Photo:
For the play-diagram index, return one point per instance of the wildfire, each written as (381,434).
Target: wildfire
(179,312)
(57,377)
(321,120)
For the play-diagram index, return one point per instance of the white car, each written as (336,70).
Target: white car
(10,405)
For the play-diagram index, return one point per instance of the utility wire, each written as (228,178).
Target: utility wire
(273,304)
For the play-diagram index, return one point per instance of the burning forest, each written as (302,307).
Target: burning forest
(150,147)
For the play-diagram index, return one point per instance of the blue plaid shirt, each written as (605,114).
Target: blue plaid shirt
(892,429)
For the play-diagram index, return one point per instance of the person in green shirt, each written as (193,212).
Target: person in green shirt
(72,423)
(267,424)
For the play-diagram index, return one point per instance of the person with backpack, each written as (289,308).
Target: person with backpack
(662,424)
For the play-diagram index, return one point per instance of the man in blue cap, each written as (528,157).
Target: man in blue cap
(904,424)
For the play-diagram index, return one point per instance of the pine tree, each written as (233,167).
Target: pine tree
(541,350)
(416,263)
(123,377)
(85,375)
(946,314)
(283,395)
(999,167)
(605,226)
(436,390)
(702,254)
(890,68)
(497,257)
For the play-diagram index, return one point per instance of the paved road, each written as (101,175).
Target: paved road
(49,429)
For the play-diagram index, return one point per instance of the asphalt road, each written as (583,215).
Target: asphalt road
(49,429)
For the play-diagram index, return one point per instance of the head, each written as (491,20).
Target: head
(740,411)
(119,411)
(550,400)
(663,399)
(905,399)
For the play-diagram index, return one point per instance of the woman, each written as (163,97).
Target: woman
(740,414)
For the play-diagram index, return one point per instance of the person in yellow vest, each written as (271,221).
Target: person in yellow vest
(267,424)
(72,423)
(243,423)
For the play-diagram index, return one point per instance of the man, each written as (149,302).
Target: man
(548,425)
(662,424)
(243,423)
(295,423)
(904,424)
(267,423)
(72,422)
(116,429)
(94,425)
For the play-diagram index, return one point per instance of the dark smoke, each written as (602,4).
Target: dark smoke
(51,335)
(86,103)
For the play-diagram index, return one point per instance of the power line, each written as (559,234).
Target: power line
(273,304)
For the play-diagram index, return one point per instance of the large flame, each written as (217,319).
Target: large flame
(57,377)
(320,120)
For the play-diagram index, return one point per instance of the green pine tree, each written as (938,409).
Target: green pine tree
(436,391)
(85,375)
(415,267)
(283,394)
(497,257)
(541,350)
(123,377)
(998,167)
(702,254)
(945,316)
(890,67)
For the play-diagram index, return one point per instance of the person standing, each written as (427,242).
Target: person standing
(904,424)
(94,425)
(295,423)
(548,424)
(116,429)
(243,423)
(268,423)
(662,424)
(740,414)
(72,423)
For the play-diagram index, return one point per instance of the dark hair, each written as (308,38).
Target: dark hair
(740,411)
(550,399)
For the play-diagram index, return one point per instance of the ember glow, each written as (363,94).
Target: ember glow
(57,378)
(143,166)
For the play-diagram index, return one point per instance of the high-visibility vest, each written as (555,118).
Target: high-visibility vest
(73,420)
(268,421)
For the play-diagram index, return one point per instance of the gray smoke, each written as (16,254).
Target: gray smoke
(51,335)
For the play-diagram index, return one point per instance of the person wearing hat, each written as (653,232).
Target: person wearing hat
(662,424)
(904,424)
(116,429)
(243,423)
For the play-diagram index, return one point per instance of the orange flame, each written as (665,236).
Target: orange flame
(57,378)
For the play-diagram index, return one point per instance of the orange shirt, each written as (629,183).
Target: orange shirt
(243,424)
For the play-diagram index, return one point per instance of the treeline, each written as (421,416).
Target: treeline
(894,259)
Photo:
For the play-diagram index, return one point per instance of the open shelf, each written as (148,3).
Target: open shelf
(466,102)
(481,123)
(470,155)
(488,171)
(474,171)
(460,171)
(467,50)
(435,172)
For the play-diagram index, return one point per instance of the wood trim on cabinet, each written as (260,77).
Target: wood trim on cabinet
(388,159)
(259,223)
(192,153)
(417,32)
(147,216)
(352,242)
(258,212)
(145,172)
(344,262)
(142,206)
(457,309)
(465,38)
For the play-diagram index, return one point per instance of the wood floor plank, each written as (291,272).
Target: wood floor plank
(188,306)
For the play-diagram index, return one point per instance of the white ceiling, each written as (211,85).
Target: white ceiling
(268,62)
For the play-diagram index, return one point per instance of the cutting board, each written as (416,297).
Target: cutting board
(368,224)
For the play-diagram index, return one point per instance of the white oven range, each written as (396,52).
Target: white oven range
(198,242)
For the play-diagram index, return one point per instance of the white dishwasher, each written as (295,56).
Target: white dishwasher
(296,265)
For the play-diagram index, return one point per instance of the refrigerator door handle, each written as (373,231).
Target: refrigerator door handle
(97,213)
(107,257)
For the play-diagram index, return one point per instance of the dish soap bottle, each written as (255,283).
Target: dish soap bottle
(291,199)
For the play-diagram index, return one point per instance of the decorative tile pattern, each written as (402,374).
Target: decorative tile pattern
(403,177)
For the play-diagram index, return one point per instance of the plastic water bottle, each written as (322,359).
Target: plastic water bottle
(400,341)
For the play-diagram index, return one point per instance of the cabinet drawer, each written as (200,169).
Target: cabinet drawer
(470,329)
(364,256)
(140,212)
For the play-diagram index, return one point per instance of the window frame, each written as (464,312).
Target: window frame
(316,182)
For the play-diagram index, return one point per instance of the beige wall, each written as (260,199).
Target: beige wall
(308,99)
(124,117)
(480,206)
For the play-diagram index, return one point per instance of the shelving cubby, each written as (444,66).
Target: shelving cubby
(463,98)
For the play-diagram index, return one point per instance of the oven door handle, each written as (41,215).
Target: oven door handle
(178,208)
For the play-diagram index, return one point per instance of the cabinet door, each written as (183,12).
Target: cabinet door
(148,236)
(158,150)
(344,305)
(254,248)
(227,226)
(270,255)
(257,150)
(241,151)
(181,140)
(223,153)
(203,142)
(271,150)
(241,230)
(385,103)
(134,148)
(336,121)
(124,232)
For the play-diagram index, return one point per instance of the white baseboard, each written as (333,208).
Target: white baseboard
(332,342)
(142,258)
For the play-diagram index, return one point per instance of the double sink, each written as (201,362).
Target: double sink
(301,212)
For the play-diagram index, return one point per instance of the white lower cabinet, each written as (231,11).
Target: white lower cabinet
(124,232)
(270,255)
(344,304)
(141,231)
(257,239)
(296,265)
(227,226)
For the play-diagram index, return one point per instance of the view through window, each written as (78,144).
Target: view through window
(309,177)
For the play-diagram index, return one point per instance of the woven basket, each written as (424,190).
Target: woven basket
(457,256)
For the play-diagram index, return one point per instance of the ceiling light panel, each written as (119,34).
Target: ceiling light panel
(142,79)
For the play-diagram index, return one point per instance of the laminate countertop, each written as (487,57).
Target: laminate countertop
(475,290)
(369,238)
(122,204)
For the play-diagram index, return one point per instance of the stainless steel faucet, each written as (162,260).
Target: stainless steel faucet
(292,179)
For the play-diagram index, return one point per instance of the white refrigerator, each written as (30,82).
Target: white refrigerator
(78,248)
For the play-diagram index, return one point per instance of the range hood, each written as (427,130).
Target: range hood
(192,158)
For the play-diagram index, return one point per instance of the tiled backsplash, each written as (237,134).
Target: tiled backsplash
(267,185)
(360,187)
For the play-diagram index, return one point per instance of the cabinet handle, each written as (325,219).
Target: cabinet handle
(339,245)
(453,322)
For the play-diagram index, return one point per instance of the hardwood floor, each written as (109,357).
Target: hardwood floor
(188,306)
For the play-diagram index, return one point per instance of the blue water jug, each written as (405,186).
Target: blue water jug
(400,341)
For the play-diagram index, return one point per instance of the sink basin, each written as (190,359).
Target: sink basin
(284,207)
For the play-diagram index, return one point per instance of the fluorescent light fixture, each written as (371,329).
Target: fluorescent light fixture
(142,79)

***

Copy the lines of the entries word for word, beginning at the line that contains "written as (405,186)." and continuing through the end of the entries.

For the play-diagram index, return one point per instance of the blue water jug, each written as (405,186).
Target: blue water jug
(400,341)
For the play-diagram index, return one point per instance of the sink basin, each written as (190,359).
Target: sink basin
(284,207)
For the play-diagram index, return one point per instance of the fluorescent light fixture, each written as (371,329).
Target: fluorescent light fixture
(142,79)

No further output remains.